● PERMINTAAN DIBERIKAN A: Tentukan apakah setiap pernyataan berikut sesuai dengan teks tentang pengerukan Sungai Mahakam di bawah ini: (i) biaya proyek pengerukan itu sebesar US$ 17 juta; (ii) para eksportir kayu diwajibkan membayar royalti tambahan sebesar US$ 2/m3; (iii) dasar sungai yang dikeruk panjangnya 38 km. Jawab setiap pernyataan dengan ya atau tidak, disertai kutipan persis dari teks yang menjadi penentunya.
--------------------------------------------------
DIRJEN Perhubungan Laut Haryono Nimpuno dua tahun lalu membantah
desas-desus seakan-akan pengerukan sungai Mahakam dilakukan
Robin Dradging Group Singapura tidak berhasil. "Sas-sus itu
sengaja ditiupkan dari luar negeri oleh konkurennya kontraktor",
ujarnya waktu itu. Ia pun tetap optimis bahwa pengerukan itu
akan selesai tepat pada waktunya. Kapan?
Meskipun waktu yang ditentukan itu kini sudah lewat satu tahun,
ternyata belum selesai juga. Masih 1,5 juta m3 lagi lumpur yang
harus dihardik dari sungai ahakam. Proyek pengerukan itu
sendiri memang garapan yang besar sebesar biayanya yang US$ 17
juta alias lebih kurang Rp 7.055.000. 000. Dan di saat-saat
terakhirnya justru mengalami keseretan. Konon kontraktor yang
juga menggarap order Pertamina itu kesulitan uang. "Tagihannya
kepada Pertamina yang Rp 150 milyar masih belum dibayar", bisik
seorang staf Dirjen Perla kepada TEMPO buhn lalu.
Menurut rencana, setelah dasar sungai sepanjang 38 Km itu
dikeruk lumpurnya, Mahakam akan mempunyai kedalaman 7 meter pada
saat air surut. Dengan demikian, kapal yang berbobot 6.000 dwt
dapat mondar-mandir di Mahakam selama 24 jam tanpa terganggu
kandas. Hasilnya pun sudah terbayang jelas: pemuatan logs yang
selama ini dilakukan di kawasan pantai bisa dilakukan di sungai
Mahakam.
Karena hasil yang menggiurkan itu paling banyak akan dinikmati
para eksportir kayu, dana pengerukanpun diambil dari sana. Yakni
para eksportir diwajibkan membayar royalties tambahan sebesar
US$ 1,5/m3. Hitung-hitung besar juga hasil royalties tambahan
yang uangnya diblokir oleh Dirjen Kehutanan itu. Penggunaannya
di samping untuk pengerukan Mahakam juga buat pembiayaan proyek
pemukiman kembali (resettlement) penduduk di pedalaman
Kalimantan, dengan izin Presiden langsung.
Sulit Diperkirakan
Kembali ke soal pengerukan tadi, kini memang telah selesai 85%
dan menurut rencana akhir Juli nanti sudah rampung. Tetapi
dengan selesainya pengerukan itu ternyata masih belum bisa
diharapkan sungai Mahakam mempunyai kedalaman 7 meter. "Masih
diperlukan mengeruk lumpur 3 juta m3 lagi", ujar ir J. Manusama,
Kasub- ditpeng Diperla kepada koresponden TEMPO di Samarinda.
--------------------------------------------------
● PERMINTAAN DIBERIKAN B: Geser setiap koordinat kotak pembatas pada jawaban sebesar 106, lalu tulis ulang baris-baris daftar secara utuh mulai dari awal daftar sampai dengan baris yang memuat "548,322,640,352", termasuk baris itu sendiri, tanpa mengubah angka lainnya. Gambar tidak perlu dicantumkan dalam hasilnya.

● DATA TERSEDIA:
--------------------------------------------------
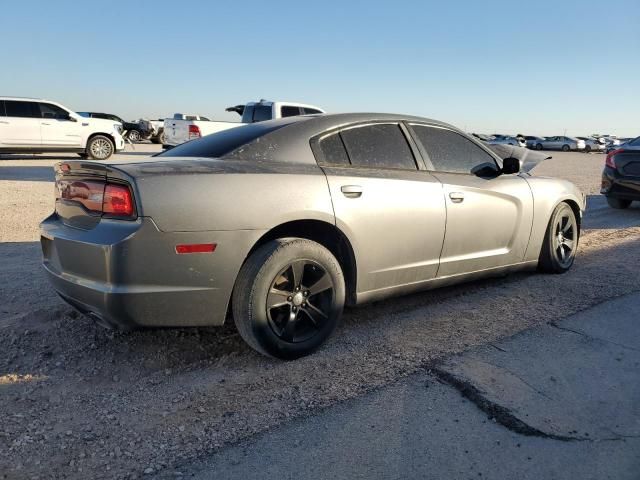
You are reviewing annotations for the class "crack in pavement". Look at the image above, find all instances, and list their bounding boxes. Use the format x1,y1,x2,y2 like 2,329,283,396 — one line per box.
427,365,594,442
548,322,640,352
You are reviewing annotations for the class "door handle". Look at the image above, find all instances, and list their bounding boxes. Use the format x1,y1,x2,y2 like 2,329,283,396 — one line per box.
340,185,362,198
449,192,464,203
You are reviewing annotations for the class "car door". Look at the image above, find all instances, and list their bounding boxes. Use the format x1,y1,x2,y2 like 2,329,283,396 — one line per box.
312,122,445,295
0,100,41,148
38,102,82,148
410,124,533,277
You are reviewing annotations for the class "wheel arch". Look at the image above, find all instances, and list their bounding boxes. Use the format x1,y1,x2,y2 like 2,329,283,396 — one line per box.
242,220,357,305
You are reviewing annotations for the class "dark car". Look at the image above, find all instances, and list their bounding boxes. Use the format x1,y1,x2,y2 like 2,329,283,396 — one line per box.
600,137,640,208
--------------------------------------------------
● JAWABAN LENGKAP A:
(i) Ya: "biayanya yang US$ 17 juta".
(ii) Tidak: "royalties tambahan sebesar US$ 1,5/m3".
(iii) Ya: "dasar sungai sepanjang 38 Km".

● JAWABAN LENGKAP B:
You are reviewing annotations for the class "crack in pavement". Look at the image above, find all instances, and list their bounding boxes. Use the format x1,y1,x2,y2 like 2,329,283,396 — one line per box.
533,471,700,548
654,428,746,458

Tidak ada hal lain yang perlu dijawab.